*Given records:*
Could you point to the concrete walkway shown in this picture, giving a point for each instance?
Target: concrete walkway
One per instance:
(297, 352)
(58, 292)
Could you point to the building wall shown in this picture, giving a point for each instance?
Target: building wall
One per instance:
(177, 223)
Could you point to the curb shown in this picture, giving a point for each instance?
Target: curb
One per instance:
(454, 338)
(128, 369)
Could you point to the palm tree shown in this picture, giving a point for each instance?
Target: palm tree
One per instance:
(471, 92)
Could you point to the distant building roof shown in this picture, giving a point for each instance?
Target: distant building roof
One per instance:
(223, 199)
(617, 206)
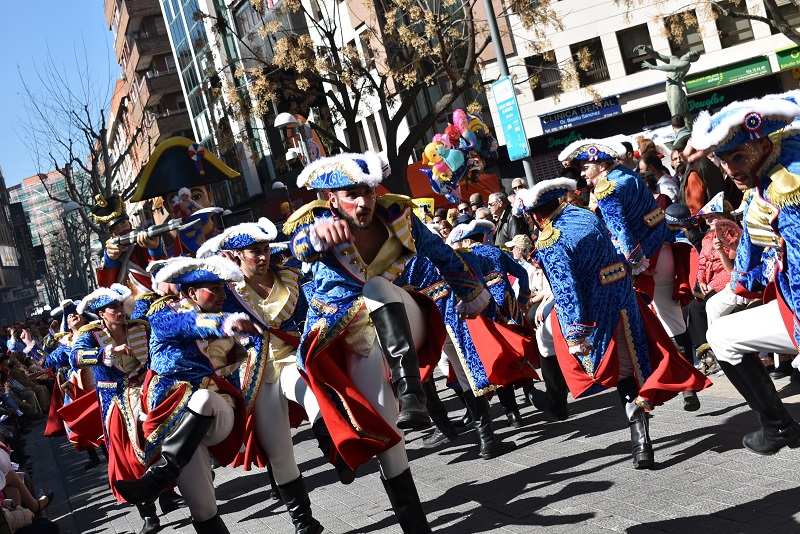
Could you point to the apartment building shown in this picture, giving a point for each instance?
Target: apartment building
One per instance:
(739, 59)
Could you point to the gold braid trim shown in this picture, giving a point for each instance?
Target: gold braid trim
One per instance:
(303, 216)
(161, 303)
(548, 237)
(785, 187)
(604, 188)
(389, 199)
(91, 327)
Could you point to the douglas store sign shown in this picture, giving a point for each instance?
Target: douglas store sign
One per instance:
(571, 117)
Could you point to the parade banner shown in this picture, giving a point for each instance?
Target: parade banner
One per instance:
(734, 73)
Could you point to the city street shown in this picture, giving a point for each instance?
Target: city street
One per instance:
(569, 477)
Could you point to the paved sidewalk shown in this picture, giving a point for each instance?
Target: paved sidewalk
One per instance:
(569, 477)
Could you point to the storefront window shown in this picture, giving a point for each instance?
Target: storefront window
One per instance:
(733, 30)
(590, 62)
(683, 32)
(545, 76)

*What to work on:* Write the records out again exactly; none of the pictures belong in the copy.

*Exercise solution:*
Could you point to the concrete walkway shown in this picture, giving a point for each instance?
Target: concrete walkway
One per instance:
(297, 352)
(58, 292)
Could you point to the building wall shown in this picture, giving a point for each instance?
Target: building wall
One per instance:
(177, 223)
Could you point to the curb shown in this picture, giving a point for each instance?
Target: curb
One per instance:
(454, 338)
(128, 369)
Could you point to the palm tree shown in this picture, giving a point for each instance?
Target: palm tree
One per instance:
(471, 92)
Could you point to the distant building roof shown in this picture, giving a point for each instance?
Target: distant building roof
One per instance:
(223, 199)
(617, 206)
Could you point to the apartment building shown in this picture, giving a point for each instance?
Target: apartment building
One per instance:
(739, 59)
Could you point to the gold braid trim shown in this picture, giving a point for each instance?
Target: gold braid trim
One per instance:
(303, 216)
(161, 303)
(548, 237)
(785, 187)
(604, 188)
(389, 199)
(91, 327)
Could you point to the douglas store sign shown in this picture, giving a point for each instance?
Target: douglas store sign
One per instance:
(571, 117)
Could you point to the parade banner shown in this picture, giving a point for each instance?
Target: parade banner
One per instance:
(734, 73)
Could you point to the city street shown in this picture, giving a point for each instance?
Target: city street
One per instance:
(569, 477)
Could you point to the paved sidewalk shown in this picture, giving a point for each instance?
Target: paved sidewalk
One per instance:
(569, 477)
Could you point to the storefront window shown in this picture, giving a point for each instance?
Target: storefront window
One per instance:
(733, 30)
(590, 62)
(683, 32)
(545, 76)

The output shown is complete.